- DIRECTIONS -
Every entry below should appear in the answer exactly as written, apart from the pictures.

Referring expression data
↓
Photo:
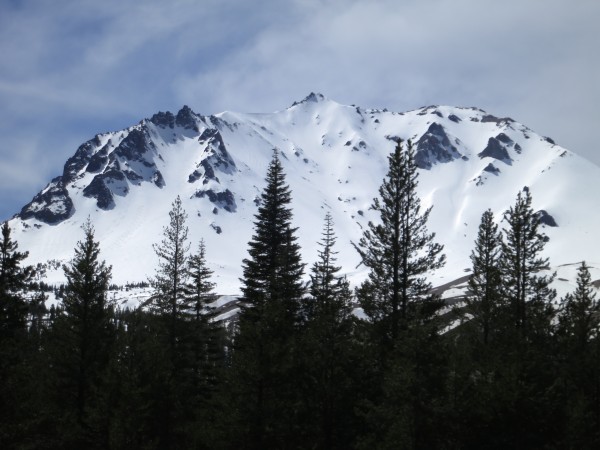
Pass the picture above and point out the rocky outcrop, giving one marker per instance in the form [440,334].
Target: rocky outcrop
[52,205]
[496,149]
[435,147]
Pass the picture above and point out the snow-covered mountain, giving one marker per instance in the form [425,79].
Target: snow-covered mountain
↑
- OUTPUT -
Photo:
Pass the picture above and point out the rocky outcrop, giving one marker per instance in the form [440,334].
Target: rocky outcrop
[52,205]
[496,149]
[435,147]
Pass the picture above and point out the snow-covered mountain, giving one marker per instance in the form [425,79].
Target: snow-covered mountain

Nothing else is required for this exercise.